--- EXERCISE REQUIREMENTS ---
Your answer must be an exact repetition of every record.

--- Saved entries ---
= = = = = = =

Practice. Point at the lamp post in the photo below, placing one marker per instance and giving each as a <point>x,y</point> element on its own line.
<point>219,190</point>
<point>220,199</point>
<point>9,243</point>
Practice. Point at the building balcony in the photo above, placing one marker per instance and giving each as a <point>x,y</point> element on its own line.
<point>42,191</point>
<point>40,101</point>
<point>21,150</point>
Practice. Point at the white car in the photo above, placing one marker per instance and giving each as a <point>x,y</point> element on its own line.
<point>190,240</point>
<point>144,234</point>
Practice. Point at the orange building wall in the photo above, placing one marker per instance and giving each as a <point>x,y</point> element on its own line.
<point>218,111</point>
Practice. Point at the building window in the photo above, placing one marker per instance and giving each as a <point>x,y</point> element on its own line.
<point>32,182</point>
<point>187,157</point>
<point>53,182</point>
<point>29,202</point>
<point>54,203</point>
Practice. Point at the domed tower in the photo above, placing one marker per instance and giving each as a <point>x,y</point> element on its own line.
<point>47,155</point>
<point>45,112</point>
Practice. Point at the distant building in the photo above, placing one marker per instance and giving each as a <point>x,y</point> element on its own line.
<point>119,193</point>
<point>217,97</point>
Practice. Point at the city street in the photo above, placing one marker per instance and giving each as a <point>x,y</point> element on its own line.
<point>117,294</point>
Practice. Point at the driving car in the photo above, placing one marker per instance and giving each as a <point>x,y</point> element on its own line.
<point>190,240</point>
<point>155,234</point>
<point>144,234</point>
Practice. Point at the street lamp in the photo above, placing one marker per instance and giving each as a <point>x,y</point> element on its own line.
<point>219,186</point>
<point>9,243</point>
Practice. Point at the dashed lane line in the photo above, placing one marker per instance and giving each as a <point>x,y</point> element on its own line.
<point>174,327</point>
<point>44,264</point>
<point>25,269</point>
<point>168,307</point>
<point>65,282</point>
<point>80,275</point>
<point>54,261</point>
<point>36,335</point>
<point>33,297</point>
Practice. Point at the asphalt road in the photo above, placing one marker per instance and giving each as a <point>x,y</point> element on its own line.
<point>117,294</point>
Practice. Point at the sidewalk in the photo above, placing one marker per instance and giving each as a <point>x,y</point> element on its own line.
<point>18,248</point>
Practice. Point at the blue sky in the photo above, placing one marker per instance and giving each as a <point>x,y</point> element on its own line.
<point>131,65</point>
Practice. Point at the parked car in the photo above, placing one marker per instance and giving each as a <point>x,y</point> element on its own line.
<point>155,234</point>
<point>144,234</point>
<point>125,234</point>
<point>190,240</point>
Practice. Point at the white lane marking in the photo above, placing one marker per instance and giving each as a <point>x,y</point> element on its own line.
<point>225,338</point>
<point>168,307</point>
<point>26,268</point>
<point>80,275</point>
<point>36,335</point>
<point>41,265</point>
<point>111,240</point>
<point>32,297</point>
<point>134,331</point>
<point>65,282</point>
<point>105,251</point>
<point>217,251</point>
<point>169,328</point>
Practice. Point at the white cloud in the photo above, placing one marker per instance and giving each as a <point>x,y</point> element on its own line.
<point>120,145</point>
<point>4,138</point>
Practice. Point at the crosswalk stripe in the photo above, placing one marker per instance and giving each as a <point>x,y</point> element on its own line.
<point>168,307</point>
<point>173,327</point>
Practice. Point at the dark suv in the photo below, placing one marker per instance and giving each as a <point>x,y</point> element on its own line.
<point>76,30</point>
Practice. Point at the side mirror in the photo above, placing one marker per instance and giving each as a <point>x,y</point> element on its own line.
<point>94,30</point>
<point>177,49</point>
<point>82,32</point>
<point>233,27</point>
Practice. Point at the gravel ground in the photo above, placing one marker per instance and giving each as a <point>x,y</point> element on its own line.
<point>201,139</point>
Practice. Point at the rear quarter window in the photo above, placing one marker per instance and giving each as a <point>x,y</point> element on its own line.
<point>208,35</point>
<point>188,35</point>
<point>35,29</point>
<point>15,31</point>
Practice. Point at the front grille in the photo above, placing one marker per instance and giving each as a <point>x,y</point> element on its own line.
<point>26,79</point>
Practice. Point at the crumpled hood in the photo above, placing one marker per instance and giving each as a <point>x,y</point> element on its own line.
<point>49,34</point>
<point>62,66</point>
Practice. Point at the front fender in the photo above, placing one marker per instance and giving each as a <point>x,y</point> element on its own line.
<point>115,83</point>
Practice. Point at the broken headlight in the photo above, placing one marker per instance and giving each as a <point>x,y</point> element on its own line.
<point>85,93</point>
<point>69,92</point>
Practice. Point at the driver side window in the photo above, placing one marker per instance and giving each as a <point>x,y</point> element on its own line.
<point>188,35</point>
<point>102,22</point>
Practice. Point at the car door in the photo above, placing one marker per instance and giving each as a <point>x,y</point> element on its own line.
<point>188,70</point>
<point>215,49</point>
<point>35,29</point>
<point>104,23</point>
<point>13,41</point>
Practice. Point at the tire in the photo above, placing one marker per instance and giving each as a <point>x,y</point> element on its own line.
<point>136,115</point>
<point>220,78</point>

= = = = = = =

--- OUTPUT FOR THIS TASK ---
Practice. Point at the lamp post in the photo below, placing one marker per instance and giving each as a <point>x,y</point> element on its own line.
<point>219,190</point>
<point>220,199</point>
<point>9,243</point>
Practice. Point at the building balcony in the photo above, placing one marker per instance and giving each as a <point>x,y</point> element on its own line.
<point>42,191</point>
<point>40,101</point>
<point>21,150</point>
Practice. Point at the white car in the photo above, placing one marker per instance and giving each as a <point>x,y</point> element on its own line.
<point>190,240</point>
<point>144,234</point>
Practice. Point at the orange building wall in the photo above, placing one marker per instance and giving each as a <point>x,y</point> element on its own line.
<point>218,111</point>
Practice. Point at the building window in the photo above, placing one marker per instance and giving each as a <point>x,y</point> element on its own line.
<point>32,182</point>
<point>187,157</point>
<point>53,182</point>
<point>29,202</point>
<point>54,203</point>
Practice. Point at the domed tower in the photo above, placing one marker per instance and giving each as a <point>x,y</point> element on its own line.
<point>47,155</point>
<point>45,112</point>
Practice. Point at the distant building in the photo above, placing one marker per instance and giving each as a <point>x,y</point> element on its own line.
<point>119,193</point>
<point>217,97</point>
Practice. Point at the city street in the photo above, placing one marker per instance and giving each as a <point>x,y</point> element on its own line.
<point>117,294</point>
Practice. Point at the driving car in the photo above, placing one marker per instance and giving each as a <point>x,y</point> element on its own line.
<point>190,240</point>
<point>155,234</point>
<point>144,234</point>
Practice. Point at the street lamp in the photo above, placing one marker per instance and giving each as a <point>x,y</point> element on its own line.
<point>219,186</point>
<point>9,243</point>
Practice. Point at the dashed lane line in the photo above, placing one marker per instance and giving each as a <point>x,y</point> element on its own line.
<point>174,327</point>
<point>44,264</point>
<point>25,269</point>
<point>168,307</point>
<point>65,282</point>
<point>80,275</point>
<point>54,261</point>
<point>36,335</point>
<point>33,297</point>
Practice. Point at the asphalt road in the photo above, placing one marker per instance and giving each as a <point>x,y</point> element on its own line.
<point>117,294</point>
Practice. Point at the sidewalk in the photo above, placing one marker per instance and giving each as a <point>x,y</point> element on its own line.
<point>18,248</point>
Practice. Point at the blue sky in the photo above, placing one marker per instance and giving each as a <point>x,y</point> element on its own line.
<point>131,65</point>
Practice. Point at the parked car in the photo above, placing one marker per instance and giving each as a <point>x,y</point> element on its own line.
<point>155,234</point>
<point>144,234</point>
<point>125,234</point>
<point>190,240</point>
Practice. Point at the white lane marking in the photo above, placing one marker per instance and giving each as a <point>x,y</point> element on its own line.
<point>225,338</point>
<point>168,307</point>
<point>26,268</point>
<point>80,275</point>
<point>36,335</point>
<point>41,265</point>
<point>111,240</point>
<point>32,297</point>
<point>134,331</point>
<point>65,282</point>
<point>105,251</point>
<point>217,251</point>
<point>169,328</point>
Practice. Point at the white cloud in the photo above, placing one marker per instance and giving each as a <point>x,y</point> element on its own line.
<point>120,145</point>
<point>4,138</point>
Practice. Point at the crosswalk stripe in the photo above, placing one marker per instance and giving each as a <point>x,y</point> element on its own line.
<point>168,307</point>
<point>173,327</point>
Practice. Point at the dark suv in the photo below, placing one marker per instance and giving each as a <point>x,y</point> element on its own line.
<point>76,30</point>
Practice. Point at the side mirror in the photo above, placing one marker per instance and giving each as a <point>x,y</point> element on its own line.
<point>94,30</point>
<point>177,49</point>
<point>82,32</point>
<point>233,27</point>
Practice. Point at the gravel ground in the photo above, placing one marker per instance and giving each as a <point>x,y</point> element on its own line.
<point>201,139</point>
Practice. Point at the rear quarter window in the photo above, placing one marker per instance and giving each as a <point>x,y</point> element on its own line.
<point>208,35</point>
<point>188,35</point>
<point>35,29</point>
<point>15,31</point>
Practice. Point at the front grille in the photo above, placing one marker per instance and giving each as a <point>x,y</point> element on its own line.
<point>26,79</point>
Practice. Point at the crumpled hood in the photo above, placing one marker per instance and giving each as a <point>x,y</point> element on its own line.
<point>49,34</point>
<point>62,66</point>
Practice. Point at the front fender in the photo above, placing one marker per instance and giving each as a <point>x,y</point> element on its own line.
<point>115,83</point>
Practice. Point at the broken headlight in the photo above, placing one marker per instance and giving each as a <point>x,y</point> element on its own line.
<point>85,93</point>
<point>69,92</point>
Practice. Point at the driver side window in the photo above, placing one marker per instance and giving each as a <point>x,y</point> element on its own line.
<point>188,35</point>
<point>102,22</point>
Practice. Point at the car door in the photo above, placing one marker per instance and giving each as a <point>x,y</point> element on its own line.
<point>188,70</point>
<point>215,49</point>
<point>35,29</point>
<point>104,23</point>
<point>13,41</point>
Practice. Point at the tire in the photo above, placing one marker per instance and giving each as a <point>x,y</point> element on its own line.
<point>136,115</point>
<point>220,78</point>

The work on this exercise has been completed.